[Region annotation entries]
►
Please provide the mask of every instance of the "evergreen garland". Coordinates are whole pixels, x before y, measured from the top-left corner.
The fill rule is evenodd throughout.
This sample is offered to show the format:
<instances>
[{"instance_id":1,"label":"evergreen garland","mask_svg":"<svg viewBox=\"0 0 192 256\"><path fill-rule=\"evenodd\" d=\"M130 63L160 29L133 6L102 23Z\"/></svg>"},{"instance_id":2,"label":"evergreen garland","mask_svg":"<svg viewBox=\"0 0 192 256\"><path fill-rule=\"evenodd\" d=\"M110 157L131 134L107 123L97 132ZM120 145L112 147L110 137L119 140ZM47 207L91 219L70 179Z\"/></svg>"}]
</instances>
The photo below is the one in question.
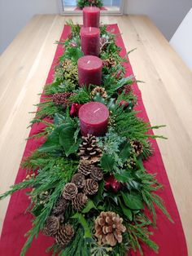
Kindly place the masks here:
<instances>
[{"instance_id":1,"label":"evergreen garland","mask_svg":"<svg viewBox=\"0 0 192 256\"><path fill-rule=\"evenodd\" d=\"M85 2L88 2L79 1L81 7ZM98 4L102 5L99 1ZM55 243L48 250L52 251L53 255L59 254L60 256L123 256L129 249L138 249L142 254L142 242L157 252L158 245L151 240L151 232L148 229L156 224L155 207L157 206L170 221L172 220L163 200L155 193L162 188L162 185L155 179L155 175L147 173L142 162L153 153L149 138L165 139L150 134L151 129L161 126L151 127L149 123L137 117L137 112L133 110L137 104L137 95L132 89L135 78L124 77L125 70L121 64L126 60L126 56L124 59L119 55L120 49L116 45L116 37L107 32L106 26L100 28L100 58L104 64L103 87L98 88L94 85L89 88L78 86L76 62L83 55L80 45L80 26L73 24L72 21L68 24L72 33L64 42L58 42L63 45L65 51L55 67L55 79L51 84L46 86L44 101L37 104L36 117L31 122L31 126L40 122L46 125L33 139L44 136L46 140L23 161L22 167L26 170L25 179L0 195L0 200L2 200L18 190L29 188L28 196L30 196L31 205L28 210L34 218L21 255L25 254L33 238L45 228L46 220L53 215L53 210L62 199L65 184L72 186L72 179L76 173L81 173L79 177L82 179L81 168L81 171L85 168L83 174L87 175L87 186L90 185L86 189L92 195L87 196L87 203L80 212L76 212L70 202L67 202L63 212L61 209L59 215L55 216L61 222L60 228L63 228L57 231L58 234L59 232L64 234L68 231L64 229L67 228L64 223L68 225L68 228L72 227L74 234L64 248ZM82 164L81 159L80 167L78 152L83 138L80 134L79 120L71 114L70 110L73 104L78 105L89 101L98 101L107 106L110 122L106 135L96 138L95 146L92 144L94 138L90 138L93 150L96 148L98 152L101 152L98 155L97 164L93 165L86 160ZM103 176L103 179L99 182L93 181L90 179L93 177L91 171L102 171L101 177ZM110 185L107 187L108 179L116 181L116 191ZM94 188L91 187L93 184ZM72 186L76 188L76 185ZM95 186L97 192L94 191L94 193ZM81 192L81 196L84 191ZM73 194L70 194L71 190L67 192L73 196ZM76 191L73 190L74 192ZM80 198L83 198L81 196ZM65 204L63 198L62 200ZM146 215L145 208L149 210L150 217ZM119 214L126 228L126 232L121 234L122 242L114 247L98 242L94 236L95 219L103 211Z\"/></svg>"}]
</instances>

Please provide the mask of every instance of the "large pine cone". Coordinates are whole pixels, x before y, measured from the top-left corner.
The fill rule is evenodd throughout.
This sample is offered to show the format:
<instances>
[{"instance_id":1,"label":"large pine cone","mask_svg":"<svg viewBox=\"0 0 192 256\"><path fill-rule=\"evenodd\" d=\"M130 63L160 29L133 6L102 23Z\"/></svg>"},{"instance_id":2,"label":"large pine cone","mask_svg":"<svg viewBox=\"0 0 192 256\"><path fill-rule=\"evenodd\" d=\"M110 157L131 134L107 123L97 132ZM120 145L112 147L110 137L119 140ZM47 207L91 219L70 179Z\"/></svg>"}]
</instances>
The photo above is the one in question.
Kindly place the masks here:
<instances>
[{"instance_id":1,"label":"large pine cone","mask_svg":"<svg viewBox=\"0 0 192 256\"><path fill-rule=\"evenodd\" d=\"M77 188L82 188L85 185L85 176L82 174L76 174L72 176L71 182L75 183Z\"/></svg>"},{"instance_id":2,"label":"large pine cone","mask_svg":"<svg viewBox=\"0 0 192 256\"><path fill-rule=\"evenodd\" d=\"M79 193L72 199L72 208L77 211L81 211L85 206L88 201L88 197L85 194Z\"/></svg>"},{"instance_id":3,"label":"large pine cone","mask_svg":"<svg viewBox=\"0 0 192 256\"><path fill-rule=\"evenodd\" d=\"M85 180L85 187L83 188L83 192L86 195L94 195L95 194L98 190L98 183L92 179L87 179Z\"/></svg>"},{"instance_id":4,"label":"large pine cone","mask_svg":"<svg viewBox=\"0 0 192 256\"><path fill-rule=\"evenodd\" d=\"M46 236L55 236L59 227L59 218L55 216L50 216L47 218L44 228L42 230Z\"/></svg>"},{"instance_id":5,"label":"large pine cone","mask_svg":"<svg viewBox=\"0 0 192 256\"><path fill-rule=\"evenodd\" d=\"M122 233L126 227L122 224L123 218L113 212L102 212L94 221L95 236L103 244L115 246L122 242Z\"/></svg>"},{"instance_id":6,"label":"large pine cone","mask_svg":"<svg viewBox=\"0 0 192 256\"><path fill-rule=\"evenodd\" d=\"M94 166L91 170L90 178L95 181L102 180L103 174L101 168Z\"/></svg>"},{"instance_id":7,"label":"large pine cone","mask_svg":"<svg viewBox=\"0 0 192 256\"><path fill-rule=\"evenodd\" d=\"M83 142L80 144L79 153L81 160L89 160L90 162L97 162L102 156L102 151L97 145L96 137L87 135L82 137Z\"/></svg>"},{"instance_id":8,"label":"large pine cone","mask_svg":"<svg viewBox=\"0 0 192 256\"><path fill-rule=\"evenodd\" d=\"M78 173L84 174L85 176L89 175L92 170L94 168L94 166L90 164L87 160L82 160L80 161L78 166Z\"/></svg>"},{"instance_id":9,"label":"large pine cone","mask_svg":"<svg viewBox=\"0 0 192 256\"><path fill-rule=\"evenodd\" d=\"M72 225L62 225L55 235L55 241L57 244L66 246L74 236L74 230Z\"/></svg>"},{"instance_id":10,"label":"large pine cone","mask_svg":"<svg viewBox=\"0 0 192 256\"><path fill-rule=\"evenodd\" d=\"M67 183L63 190L63 197L66 200L72 200L78 192L78 188L75 183Z\"/></svg>"},{"instance_id":11,"label":"large pine cone","mask_svg":"<svg viewBox=\"0 0 192 256\"><path fill-rule=\"evenodd\" d=\"M53 215L60 215L64 213L65 209L68 207L68 202L63 197L59 197L56 202L55 206L52 210Z\"/></svg>"}]
</instances>

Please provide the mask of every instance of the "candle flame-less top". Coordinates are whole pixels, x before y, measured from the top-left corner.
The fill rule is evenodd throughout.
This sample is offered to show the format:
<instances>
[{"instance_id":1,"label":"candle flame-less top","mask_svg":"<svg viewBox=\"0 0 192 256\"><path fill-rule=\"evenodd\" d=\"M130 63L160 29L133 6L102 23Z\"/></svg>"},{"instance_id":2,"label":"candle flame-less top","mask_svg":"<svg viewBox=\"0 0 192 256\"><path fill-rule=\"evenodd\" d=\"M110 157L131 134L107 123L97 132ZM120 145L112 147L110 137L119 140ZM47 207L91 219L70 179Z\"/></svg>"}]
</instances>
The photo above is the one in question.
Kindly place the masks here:
<instances>
[{"instance_id":1,"label":"candle flame-less top","mask_svg":"<svg viewBox=\"0 0 192 256\"><path fill-rule=\"evenodd\" d=\"M85 55L78 60L78 67L84 69L98 69L102 67L102 60L97 56Z\"/></svg>"},{"instance_id":2,"label":"candle flame-less top","mask_svg":"<svg viewBox=\"0 0 192 256\"><path fill-rule=\"evenodd\" d=\"M109 110L100 102L89 102L79 111L79 118L85 124L98 126L108 120Z\"/></svg>"}]
</instances>

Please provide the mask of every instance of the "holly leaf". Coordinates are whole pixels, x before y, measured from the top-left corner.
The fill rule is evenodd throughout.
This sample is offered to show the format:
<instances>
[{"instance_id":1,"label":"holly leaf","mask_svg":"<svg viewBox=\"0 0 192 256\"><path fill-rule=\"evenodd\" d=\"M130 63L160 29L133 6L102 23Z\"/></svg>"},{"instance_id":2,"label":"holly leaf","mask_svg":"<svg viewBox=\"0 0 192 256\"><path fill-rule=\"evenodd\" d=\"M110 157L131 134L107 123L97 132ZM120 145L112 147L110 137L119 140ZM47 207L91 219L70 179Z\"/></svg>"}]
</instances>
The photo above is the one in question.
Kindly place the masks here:
<instances>
[{"instance_id":1,"label":"holly leaf","mask_svg":"<svg viewBox=\"0 0 192 256\"><path fill-rule=\"evenodd\" d=\"M59 143L59 135L63 129L64 125L61 125L56 127L47 137L46 141L39 148L39 152L53 152L55 150L60 150L61 145Z\"/></svg>"},{"instance_id":2,"label":"holly leaf","mask_svg":"<svg viewBox=\"0 0 192 256\"><path fill-rule=\"evenodd\" d=\"M141 210L144 208L143 202L141 196L136 194L129 194L128 192L122 192L121 195L124 205L132 210Z\"/></svg>"},{"instance_id":3,"label":"holly leaf","mask_svg":"<svg viewBox=\"0 0 192 256\"><path fill-rule=\"evenodd\" d=\"M118 201L120 203L120 208L122 209L123 213L124 214L125 216L127 216L127 218L132 221L133 220L133 214L132 214L132 211L130 210L130 209L125 207L124 205L124 203L121 202L120 199L118 198Z\"/></svg>"},{"instance_id":4,"label":"holly leaf","mask_svg":"<svg viewBox=\"0 0 192 256\"><path fill-rule=\"evenodd\" d=\"M100 164L105 171L111 171L115 165L115 159L112 156L103 153L100 160Z\"/></svg>"},{"instance_id":5,"label":"holly leaf","mask_svg":"<svg viewBox=\"0 0 192 256\"><path fill-rule=\"evenodd\" d=\"M89 238L92 239L91 232L89 229L89 227L85 220L85 218L83 217L82 214L76 213L75 215L71 217L72 218L76 218L81 225L83 227L84 229L84 238Z\"/></svg>"},{"instance_id":6,"label":"holly leaf","mask_svg":"<svg viewBox=\"0 0 192 256\"><path fill-rule=\"evenodd\" d=\"M61 124L63 124L64 121L65 121L64 116L59 114L59 113L55 114L55 116L54 116L55 125L59 126Z\"/></svg>"},{"instance_id":7,"label":"holly leaf","mask_svg":"<svg viewBox=\"0 0 192 256\"><path fill-rule=\"evenodd\" d=\"M79 138L76 141L74 138L76 128L71 124L66 124L59 135L59 143L63 147L67 157L76 152L82 139Z\"/></svg>"},{"instance_id":8,"label":"holly leaf","mask_svg":"<svg viewBox=\"0 0 192 256\"><path fill-rule=\"evenodd\" d=\"M129 171L126 170L121 170L120 174L115 174L115 178L122 183L126 183L132 179L132 175Z\"/></svg>"},{"instance_id":9,"label":"holly leaf","mask_svg":"<svg viewBox=\"0 0 192 256\"><path fill-rule=\"evenodd\" d=\"M84 55L83 52L78 47L68 47L64 53L67 59L77 62L79 58Z\"/></svg>"},{"instance_id":10,"label":"holly leaf","mask_svg":"<svg viewBox=\"0 0 192 256\"><path fill-rule=\"evenodd\" d=\"M128 141L124 141L120 145L120 153L119 157L122 159L122 161L124 162L130 155L130 144Z\"/></svg>"}]
</instances>

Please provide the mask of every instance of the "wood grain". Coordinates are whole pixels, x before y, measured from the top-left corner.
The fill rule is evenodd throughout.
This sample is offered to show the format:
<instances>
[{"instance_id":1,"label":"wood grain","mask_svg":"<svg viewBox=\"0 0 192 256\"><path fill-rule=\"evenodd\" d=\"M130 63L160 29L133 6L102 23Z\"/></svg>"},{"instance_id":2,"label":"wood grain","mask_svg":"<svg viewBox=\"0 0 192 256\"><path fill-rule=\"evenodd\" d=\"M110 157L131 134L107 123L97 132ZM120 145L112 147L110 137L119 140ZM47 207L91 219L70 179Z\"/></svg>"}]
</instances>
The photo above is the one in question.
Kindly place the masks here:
◄
> _EXERCISE AIM_
Return every line of the listing that contains the string "candle", copying each one unchanged.

> _CORRECT ANSWER_
Please provide the mask of every instance of the "candle flame-less top". Coordinates are whole pixels, x before y, measured from the top-left corner.
[{"instance_id":1,"label":"candle flame-less top","mask_svg":"<svg viewBox=\"0 0 192 256\"><path fill-rule=\"evenodd\" d=\"M130 63L160 29L133 6L102 23Z\"/></svg>"},{"instance_id":2,"label":"candle flame-less top","mask_svg":"<svg viewBox=\"0 0 192 256\"><path fill-rule=\"evenodd\" d=\"M110 157L131 134L107 123L97 132ZM120 145L112 147L110 137L119 140ZM47 207L91 219L70 179Z\"/></svg>"}]
[{"instance_id":1,"label":"candle flame-less top","mask_svg":"<svg viewBox=\"0 0 192 256\"><path fill-rule=\"evenodd\" d=\"M85 55L78 60L78 67L84 69L98 69L102 67L102 60L97 56Z\"/></svg>"},{"instance_id":2,"label":"candle flame-less top","mask_svg":"<svg viewBox=\"0 0 192 256\"><path fill-rule=\"evenodd\" d=\"M109 110L100 102L89 102L79 111L79 118L85 124L98 126L108 120Z\"/></svg>"}]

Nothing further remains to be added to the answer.